DATA TO PROCESS below:
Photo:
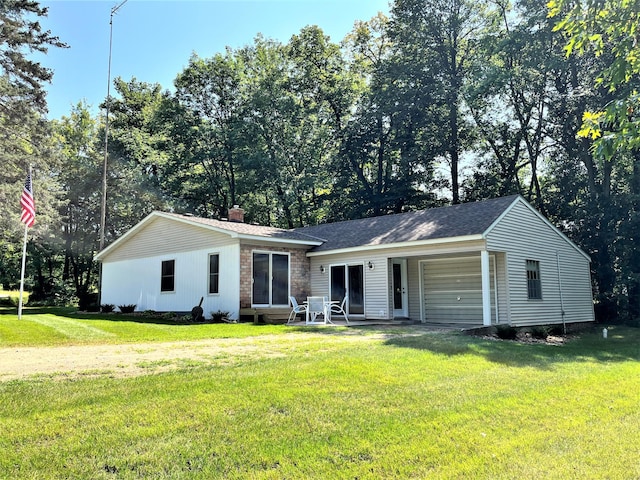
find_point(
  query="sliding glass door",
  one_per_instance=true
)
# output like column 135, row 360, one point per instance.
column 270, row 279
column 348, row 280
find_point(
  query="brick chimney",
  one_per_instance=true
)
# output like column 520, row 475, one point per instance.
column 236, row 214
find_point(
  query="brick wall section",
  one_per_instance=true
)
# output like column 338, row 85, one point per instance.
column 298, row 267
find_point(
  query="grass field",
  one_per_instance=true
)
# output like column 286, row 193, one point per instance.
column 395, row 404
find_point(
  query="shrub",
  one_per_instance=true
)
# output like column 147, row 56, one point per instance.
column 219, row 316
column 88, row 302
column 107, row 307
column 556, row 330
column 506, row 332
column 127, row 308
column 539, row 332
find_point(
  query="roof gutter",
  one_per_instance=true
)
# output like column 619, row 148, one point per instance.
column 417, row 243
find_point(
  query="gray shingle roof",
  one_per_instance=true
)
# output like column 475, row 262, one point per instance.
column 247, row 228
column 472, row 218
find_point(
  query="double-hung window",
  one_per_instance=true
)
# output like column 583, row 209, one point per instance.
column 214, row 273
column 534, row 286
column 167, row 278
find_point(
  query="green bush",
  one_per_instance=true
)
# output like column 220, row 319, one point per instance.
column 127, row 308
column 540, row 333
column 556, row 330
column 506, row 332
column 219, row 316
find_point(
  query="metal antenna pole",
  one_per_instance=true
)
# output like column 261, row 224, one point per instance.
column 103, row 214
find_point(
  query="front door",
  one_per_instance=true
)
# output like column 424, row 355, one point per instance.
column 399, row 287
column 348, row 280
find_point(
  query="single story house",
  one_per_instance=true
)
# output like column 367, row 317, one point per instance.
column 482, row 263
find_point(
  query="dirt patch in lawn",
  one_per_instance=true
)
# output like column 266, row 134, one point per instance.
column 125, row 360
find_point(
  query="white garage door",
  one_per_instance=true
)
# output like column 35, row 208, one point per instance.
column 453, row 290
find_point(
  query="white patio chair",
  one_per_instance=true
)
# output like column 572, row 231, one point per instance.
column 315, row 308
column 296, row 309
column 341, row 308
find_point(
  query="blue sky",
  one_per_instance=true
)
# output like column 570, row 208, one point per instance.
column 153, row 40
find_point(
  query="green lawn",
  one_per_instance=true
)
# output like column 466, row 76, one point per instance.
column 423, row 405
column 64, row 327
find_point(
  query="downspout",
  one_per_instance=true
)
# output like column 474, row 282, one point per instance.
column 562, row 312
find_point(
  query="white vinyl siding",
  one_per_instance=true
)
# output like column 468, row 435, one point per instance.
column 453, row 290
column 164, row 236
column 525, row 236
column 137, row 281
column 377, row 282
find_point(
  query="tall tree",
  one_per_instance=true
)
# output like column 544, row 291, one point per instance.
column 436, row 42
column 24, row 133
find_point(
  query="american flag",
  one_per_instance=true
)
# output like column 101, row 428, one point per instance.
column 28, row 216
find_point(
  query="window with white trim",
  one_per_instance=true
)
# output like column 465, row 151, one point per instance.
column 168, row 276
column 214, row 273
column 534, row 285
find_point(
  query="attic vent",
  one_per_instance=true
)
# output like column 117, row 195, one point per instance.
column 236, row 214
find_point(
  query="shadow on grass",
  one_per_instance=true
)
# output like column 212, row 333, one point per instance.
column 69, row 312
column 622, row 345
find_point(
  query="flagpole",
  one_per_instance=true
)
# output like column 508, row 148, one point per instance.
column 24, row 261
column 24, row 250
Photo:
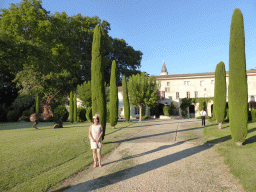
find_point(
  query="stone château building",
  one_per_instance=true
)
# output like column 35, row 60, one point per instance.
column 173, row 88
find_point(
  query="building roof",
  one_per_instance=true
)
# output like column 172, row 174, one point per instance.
End of DATA TO PROCESS.
DATA TO PROCESS below:
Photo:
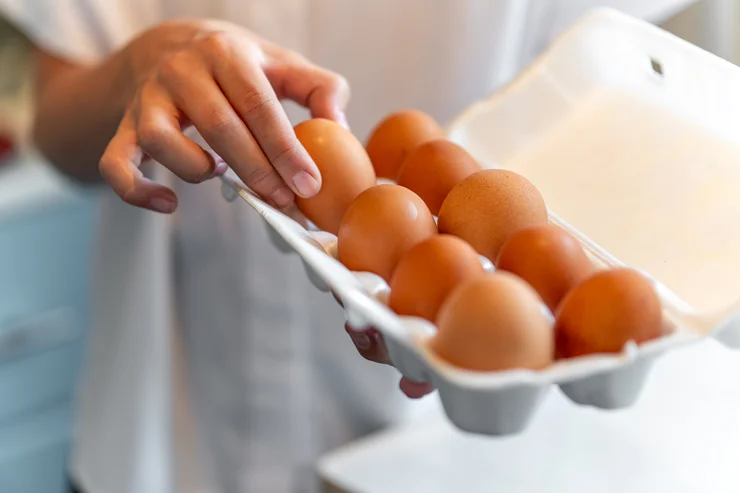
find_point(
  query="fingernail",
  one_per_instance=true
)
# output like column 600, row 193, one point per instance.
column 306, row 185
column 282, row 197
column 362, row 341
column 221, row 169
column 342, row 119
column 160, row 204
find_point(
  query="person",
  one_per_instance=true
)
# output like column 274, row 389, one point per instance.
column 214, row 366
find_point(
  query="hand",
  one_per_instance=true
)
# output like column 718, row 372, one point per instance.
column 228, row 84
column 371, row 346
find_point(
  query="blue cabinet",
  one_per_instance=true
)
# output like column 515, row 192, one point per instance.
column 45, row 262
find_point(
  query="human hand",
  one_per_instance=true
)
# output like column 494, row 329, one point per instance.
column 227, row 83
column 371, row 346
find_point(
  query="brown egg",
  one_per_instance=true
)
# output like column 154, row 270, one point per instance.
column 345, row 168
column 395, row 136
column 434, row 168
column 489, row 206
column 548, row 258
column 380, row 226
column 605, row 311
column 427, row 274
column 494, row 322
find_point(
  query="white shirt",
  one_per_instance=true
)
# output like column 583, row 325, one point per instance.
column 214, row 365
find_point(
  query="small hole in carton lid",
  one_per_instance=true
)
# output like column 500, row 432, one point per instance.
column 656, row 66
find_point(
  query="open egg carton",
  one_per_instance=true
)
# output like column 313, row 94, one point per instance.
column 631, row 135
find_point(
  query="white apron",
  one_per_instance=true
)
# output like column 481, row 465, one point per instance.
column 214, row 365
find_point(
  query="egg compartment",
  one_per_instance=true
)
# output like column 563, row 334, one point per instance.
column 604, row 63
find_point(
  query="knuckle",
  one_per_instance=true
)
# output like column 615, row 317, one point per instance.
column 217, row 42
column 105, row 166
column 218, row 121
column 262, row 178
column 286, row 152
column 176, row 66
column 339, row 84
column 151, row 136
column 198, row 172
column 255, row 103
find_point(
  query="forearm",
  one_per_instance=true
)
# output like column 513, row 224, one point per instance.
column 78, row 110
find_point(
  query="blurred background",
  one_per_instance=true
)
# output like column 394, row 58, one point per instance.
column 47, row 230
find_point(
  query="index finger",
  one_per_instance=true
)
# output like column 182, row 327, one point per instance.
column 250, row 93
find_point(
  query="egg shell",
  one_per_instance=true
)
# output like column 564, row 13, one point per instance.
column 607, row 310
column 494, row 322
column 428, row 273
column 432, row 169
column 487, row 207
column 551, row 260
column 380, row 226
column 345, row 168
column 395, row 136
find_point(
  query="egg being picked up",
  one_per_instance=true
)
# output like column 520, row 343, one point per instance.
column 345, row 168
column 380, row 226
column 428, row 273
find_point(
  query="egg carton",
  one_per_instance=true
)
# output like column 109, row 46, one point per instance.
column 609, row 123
End of DATA TO PROCESS.
▶ _EXERCISE REQUIREMENTS_
From the records above, copy each line in which the string "roof" occurs.

▶ _EXPECTED OUTPUT_
  query="roof gutter",
  query="gray shingle roof",
  query="building roof",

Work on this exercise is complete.